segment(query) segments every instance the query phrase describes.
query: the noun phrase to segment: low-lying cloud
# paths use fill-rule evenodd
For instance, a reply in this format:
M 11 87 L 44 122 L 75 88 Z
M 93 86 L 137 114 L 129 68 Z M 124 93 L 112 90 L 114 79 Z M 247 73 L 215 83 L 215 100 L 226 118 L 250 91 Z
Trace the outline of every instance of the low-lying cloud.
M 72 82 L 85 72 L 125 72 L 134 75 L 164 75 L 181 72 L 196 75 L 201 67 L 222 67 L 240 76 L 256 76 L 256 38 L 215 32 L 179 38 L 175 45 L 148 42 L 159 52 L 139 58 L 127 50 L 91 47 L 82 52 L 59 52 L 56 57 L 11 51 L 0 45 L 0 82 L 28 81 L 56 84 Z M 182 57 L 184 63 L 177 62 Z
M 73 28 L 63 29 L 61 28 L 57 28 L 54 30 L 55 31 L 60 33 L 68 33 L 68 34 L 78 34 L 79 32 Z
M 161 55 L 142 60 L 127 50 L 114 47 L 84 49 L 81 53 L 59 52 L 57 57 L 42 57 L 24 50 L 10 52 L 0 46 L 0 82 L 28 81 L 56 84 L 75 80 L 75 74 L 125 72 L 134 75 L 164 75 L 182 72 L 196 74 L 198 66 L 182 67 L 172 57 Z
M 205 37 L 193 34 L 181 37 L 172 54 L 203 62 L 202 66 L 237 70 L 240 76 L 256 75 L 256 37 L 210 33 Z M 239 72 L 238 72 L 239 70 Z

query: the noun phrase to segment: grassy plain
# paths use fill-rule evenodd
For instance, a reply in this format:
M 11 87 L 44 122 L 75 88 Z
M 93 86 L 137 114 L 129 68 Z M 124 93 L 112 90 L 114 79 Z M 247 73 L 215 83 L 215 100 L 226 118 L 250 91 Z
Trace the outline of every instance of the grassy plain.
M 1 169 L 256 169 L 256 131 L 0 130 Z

_Problem:_ Rewrite the records above as a JSON array of strings, with one string for each line and no strings for blank lines.

_Output of the task:_
[
  "segment(query) segments every instance the query phrase describes.",
  "query: the noun phrase to segment: low-lying cloud",
  "# paths use fill-rule evenodd",
  "For instance, a reply in this format:",
  "M 11 87 L 44 122 L 75 88 Z",
  "M 93 86 L 137 114 L 129 68 Z M 124 93 L 112 90 L 114 79 Z M 247 73 L 215 83 L 215 100 L 226 118 L 250 91 Z",
  "Trace the outline of every instance of the low-lying cloud.",
  "M 72 82 L 85 72 L 125 72 L 134 75 L 164 75 L 181 72 L 196 75 L 201 67 L 222 67 L 240 76 L 256 76 L 256 38 L 215 32 L 179 38 L 175 45 L 148 42 L 159 52 L 139 58 L 127 50 L 91 47 L 82 52 L 59 52 L 56 57 L 11 51 L 0 45 L 0 82 L 28 81 L 56 84 Z M 182 57 L 184 63 L 177 62 Z",
  "M 73 28 L 63 29 L 61 28 L 57 28 L 54 30 L 55 31 L 60 33 L 68 33 L 68 34 L 78 34 L 79 32 Z",
  "M 161 55 L 142 60 L 127 50 L 114 47 L 84 49 L 81 53 L 59 52 L 57 57 L 42 57 L 24 50 L 10 52 L 0 46 L 0 82 L 28 81 L 56 84 L 75 80 L 75 74 L 125 72 L 134 75 L 164 75 L 182 72 L 196 74 L 198 66 L 182 67 L 172 57 Z",
  "M 205 37 L 193 34 L 181 37 L 172 54 L 203 62 L 202 66 L 237 70 L 240 76 L 256 75 L 256 37 L 210 33 Z M 239 72 L 238 72 L 239 70 Z",
  "query: the noun phrase to segment: grassy plain",
  "# paths use fill-rule evenodd",
  "For instance, a reply in this format:",
  "M 11 87 L 44 122 L 75 88 Z",
  "M 93 86 L 137 114 L 129 68 Z M 124 93 L 112 90 L 114 79 Z M 247 73 L 215 83 L 215 100 L 226 118 L 250 91 Z",
  "Trace the outline of every instance of the grassy plain.",
  "M 1 169 L 256 169 L 256 131 L 0 130 Z"
]